* Parts of the exercise *
1. In the synthesis procedure excerpt, what was used to initiate the Grignard reaction?
2. Write the next part of the synthesis procedure excerpt, picking up after its final note.

━━━ Excerpt provided ━━━

D. (+)-(1S,2R)-trans-2-Phenylcyclohexanol. A 500-mL, round-bottomed flask is charged with a mixture of 52.0 g (0.206 mol) of (−)-(1S,2R)-trans-2-phenylcyclohexyl chloroacetate, 250 mL of 2 N sodium hydroxide, and 100 mL of methanol and then stirred at reflux for 3 hr. TLC analysis (Note 24) indicates complete reaction. The mixture is cooled to room temperature, adjusted to pH 7 with ca. 35 mL of 3 N sulfuric acid and poured into 500 mL of water. The mixture is extracted with two 150-mL portions of dichloromethane and the organic layer is dried over anhydrous sodium sulfate and concentrated on a rotary evaporator (35°C) to afford 37.0 g of a colorless solid. Recrystallization from 100 mL of petroleum ether (30–60°C) at −20°C gives in two crops, 35.8 g (96% of theory) of (+)-(1S,2R)-trans-2-phenylcyclohexanol as colorless needles, mp 60–62°C, [α]D25 + 52.8° (methanol, c 5.4) (Note 25).
2. Notes
1. Magnesium turnings were purchased from Aldrich Chemical Company, Inc.
2. Bromobenzene was purchased from Fisher Scientific and used without further purification.
3. A small amount of 1,2-dibromoethane was used to initiate the reaction.
4. An ice bath was used to control the reaction temperature during Grignard formation.
5. Copper(I) chloride was purified via the procedure in Inorganic Syntheses.4
6. Cyclohexene oxide was purchased from Aldrich Chemical Company, Inc. and used without further purification.
7. The organic layer was washed until the aqueous layer no longer turned blue.

━━━ The data ━━━

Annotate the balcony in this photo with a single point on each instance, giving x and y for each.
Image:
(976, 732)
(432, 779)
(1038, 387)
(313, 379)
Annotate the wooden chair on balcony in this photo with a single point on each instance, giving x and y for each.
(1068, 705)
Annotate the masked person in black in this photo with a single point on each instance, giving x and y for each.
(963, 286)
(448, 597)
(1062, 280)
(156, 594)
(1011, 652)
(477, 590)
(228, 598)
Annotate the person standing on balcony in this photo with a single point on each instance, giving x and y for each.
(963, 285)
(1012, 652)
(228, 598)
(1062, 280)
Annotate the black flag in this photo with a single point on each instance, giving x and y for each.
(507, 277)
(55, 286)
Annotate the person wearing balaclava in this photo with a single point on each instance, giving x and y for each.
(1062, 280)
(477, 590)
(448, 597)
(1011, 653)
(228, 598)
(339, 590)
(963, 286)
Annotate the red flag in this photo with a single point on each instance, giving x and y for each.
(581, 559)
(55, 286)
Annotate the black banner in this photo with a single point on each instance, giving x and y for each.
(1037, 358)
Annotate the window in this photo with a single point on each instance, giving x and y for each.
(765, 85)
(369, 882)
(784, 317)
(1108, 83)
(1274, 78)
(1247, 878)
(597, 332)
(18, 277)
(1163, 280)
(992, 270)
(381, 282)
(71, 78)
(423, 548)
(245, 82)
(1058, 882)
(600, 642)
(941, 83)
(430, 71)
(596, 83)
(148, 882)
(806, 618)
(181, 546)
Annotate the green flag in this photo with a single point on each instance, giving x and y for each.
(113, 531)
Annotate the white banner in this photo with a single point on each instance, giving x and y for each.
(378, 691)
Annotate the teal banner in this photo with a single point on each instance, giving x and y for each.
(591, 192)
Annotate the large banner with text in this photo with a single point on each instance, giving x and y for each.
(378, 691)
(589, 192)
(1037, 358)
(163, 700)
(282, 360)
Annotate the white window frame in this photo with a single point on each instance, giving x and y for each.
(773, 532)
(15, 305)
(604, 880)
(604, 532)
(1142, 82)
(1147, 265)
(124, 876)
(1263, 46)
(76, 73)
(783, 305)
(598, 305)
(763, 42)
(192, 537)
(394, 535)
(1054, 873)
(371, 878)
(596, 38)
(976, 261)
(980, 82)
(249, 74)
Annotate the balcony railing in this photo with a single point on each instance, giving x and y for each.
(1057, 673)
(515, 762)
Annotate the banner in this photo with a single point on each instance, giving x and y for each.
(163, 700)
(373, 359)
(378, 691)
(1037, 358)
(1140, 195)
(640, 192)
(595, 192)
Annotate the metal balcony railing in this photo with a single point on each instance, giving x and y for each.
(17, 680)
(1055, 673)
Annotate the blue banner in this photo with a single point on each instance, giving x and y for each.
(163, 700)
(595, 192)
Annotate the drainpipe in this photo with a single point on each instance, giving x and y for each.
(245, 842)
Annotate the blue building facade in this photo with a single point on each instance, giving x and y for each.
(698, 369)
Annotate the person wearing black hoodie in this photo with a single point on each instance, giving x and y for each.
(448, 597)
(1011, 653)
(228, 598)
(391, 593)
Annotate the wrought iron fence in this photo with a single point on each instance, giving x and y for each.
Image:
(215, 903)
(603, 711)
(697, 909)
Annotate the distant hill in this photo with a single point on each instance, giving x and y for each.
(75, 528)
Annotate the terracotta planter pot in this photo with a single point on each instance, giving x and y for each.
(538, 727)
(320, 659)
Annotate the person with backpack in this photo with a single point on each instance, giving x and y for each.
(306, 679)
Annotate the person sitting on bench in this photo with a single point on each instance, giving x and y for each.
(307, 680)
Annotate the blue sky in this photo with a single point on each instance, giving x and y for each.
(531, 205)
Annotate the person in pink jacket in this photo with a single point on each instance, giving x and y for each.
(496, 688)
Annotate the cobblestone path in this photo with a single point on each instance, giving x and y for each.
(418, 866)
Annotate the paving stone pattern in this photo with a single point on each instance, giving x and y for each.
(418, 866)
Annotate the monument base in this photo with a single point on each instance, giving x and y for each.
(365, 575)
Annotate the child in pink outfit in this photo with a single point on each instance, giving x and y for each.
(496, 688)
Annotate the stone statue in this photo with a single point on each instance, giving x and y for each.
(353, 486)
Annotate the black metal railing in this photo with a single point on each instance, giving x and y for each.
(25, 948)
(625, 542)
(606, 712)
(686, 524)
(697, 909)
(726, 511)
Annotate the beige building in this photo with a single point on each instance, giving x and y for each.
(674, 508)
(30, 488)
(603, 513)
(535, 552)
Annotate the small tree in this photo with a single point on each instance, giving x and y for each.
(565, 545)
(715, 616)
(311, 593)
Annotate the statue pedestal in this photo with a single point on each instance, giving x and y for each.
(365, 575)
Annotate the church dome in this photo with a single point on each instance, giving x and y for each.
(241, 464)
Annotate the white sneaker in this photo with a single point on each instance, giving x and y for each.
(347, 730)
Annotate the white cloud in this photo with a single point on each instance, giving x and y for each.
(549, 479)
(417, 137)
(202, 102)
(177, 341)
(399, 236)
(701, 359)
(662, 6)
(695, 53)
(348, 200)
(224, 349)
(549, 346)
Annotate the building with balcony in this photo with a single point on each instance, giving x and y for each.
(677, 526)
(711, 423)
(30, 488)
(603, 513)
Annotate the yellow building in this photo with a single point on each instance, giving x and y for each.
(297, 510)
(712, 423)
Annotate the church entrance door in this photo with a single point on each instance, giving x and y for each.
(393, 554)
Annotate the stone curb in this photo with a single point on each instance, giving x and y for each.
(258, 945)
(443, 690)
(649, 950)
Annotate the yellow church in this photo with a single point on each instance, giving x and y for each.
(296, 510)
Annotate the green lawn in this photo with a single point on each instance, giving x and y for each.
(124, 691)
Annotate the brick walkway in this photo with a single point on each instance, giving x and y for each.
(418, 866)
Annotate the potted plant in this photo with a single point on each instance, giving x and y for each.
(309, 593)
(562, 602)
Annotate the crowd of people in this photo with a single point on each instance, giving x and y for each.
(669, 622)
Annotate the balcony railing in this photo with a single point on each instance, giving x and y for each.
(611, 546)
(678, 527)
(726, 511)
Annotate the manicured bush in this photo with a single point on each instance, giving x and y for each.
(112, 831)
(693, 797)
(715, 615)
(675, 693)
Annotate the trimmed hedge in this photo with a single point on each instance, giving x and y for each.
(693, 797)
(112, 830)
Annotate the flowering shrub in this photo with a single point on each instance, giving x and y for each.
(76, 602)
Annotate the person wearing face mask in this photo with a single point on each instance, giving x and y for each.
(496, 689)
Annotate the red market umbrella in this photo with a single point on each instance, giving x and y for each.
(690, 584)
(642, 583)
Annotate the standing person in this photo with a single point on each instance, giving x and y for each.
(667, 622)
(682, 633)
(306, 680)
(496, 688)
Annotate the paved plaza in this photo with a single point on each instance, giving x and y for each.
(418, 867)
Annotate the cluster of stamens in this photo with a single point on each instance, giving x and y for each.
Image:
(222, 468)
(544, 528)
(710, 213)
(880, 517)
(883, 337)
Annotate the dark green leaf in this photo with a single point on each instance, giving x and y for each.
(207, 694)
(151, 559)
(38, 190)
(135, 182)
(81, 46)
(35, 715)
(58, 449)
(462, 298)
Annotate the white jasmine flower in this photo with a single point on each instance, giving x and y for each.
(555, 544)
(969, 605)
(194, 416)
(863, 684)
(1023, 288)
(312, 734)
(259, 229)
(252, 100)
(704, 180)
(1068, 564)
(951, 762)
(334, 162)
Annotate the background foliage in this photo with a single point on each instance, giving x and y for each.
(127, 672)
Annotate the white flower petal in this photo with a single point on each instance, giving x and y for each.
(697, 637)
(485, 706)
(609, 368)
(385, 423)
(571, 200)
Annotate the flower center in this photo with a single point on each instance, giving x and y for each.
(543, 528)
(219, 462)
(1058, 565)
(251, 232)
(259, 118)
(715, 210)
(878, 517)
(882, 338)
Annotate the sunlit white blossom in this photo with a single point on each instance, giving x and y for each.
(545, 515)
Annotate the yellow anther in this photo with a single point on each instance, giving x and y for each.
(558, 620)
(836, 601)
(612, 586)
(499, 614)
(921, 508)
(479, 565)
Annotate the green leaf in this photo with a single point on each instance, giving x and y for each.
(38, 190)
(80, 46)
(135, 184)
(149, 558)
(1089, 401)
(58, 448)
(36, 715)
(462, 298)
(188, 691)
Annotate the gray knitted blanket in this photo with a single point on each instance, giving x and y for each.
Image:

━━━

* Exercise answers *
1. A small amount of 1,2-dibromoethane.

2.
8. The spectral properties of the product are as follows: 1H NMR (300 MHz) δ: 1.25–1.53 (bm, 4 H), 1.62 (s, 1 H), 1.76 (m, 1 H), 1.84 (m, 2 H), 2.11 (m, 1 H), 2.42 (ddd, 1 H, J = 16.5, 10.8, 5.4), 3.64 (ddd, 1 H, J = 10.8, 10.8, 5.4), 7.17–7.35 (m, 5 H); 13C NMR (90 MHz) δ: 25.1 (t), 26.1 (t), 33.5 (t), 34.7 (t), 53.0 (d), 74.0 (d), 126.4 (d), 127.9 (d), 128.4 (d), 143.8 (s); IR cm−1: 3592, 3461, 2941, 2863, 1604, 1497, 1451; MS 176 (M+), 158, 143, 130, 117, 104, 91 (base).
9. Chloroacetyl chloride (99%) was purchased from Fluka and used without further purification.
10. 4-Dimethylaminopyridine was purchased from the Aldrich Chemical Company, Inc., and used without further purification.
11. Rapid addition of the bicarbonate solution may result in uncontrollable foaming.
12. Excess chloroacetyl chloride was slowly hydrolyzed to chloroacetic acid, which was neutralized.
13. A creased or Morton flask was preferable as the rate of hydrolysis of the chloroacetate increases with efficient agitation.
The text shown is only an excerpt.